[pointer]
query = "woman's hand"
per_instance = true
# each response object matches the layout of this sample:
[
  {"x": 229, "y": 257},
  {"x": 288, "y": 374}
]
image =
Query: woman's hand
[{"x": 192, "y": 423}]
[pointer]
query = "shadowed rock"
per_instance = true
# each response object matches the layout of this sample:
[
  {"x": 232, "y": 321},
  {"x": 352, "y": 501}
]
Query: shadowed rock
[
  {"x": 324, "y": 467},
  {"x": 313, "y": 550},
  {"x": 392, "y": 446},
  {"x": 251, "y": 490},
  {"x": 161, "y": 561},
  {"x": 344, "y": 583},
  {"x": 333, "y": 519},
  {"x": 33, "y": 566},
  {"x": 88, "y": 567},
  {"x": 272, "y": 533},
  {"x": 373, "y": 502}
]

--

**Your objective**. Your answer must consist of every line above, reproduced exactly.

**Exercise response**.
[pointer]
query = "woman's hand"
per_instance = true
# each response object matches the layout of this sample:
[
  {"x": 229, "y": 257},
  {"x": 288, "y": 374}
]
image =
Query: woman's hand
[{"x": 192, "y": 423}]
[pointer]
query = "shadowed rock"
per_instance = true
# each response object matches the layout of this sample:
[
  {"x": 232, "y": 321},
  {"x": 352, "y": 501}
]
Query: shadowed rock
[
  {"x": 324, "y": 467},
  {"x": 313, "y": 550},
  {"x": 392, "y": 446},
  {"x": 251, "y": 490},
  {"x": 161, "y": 561},
  {"x": 344, "y": 583},
  {"x": 333, "y": 519},
  {"x": 33, "y": 566},
  {"x": 88, "y": 567},
  {"x": 272, "y": 533},
  {"x": 373, "y": 502}
]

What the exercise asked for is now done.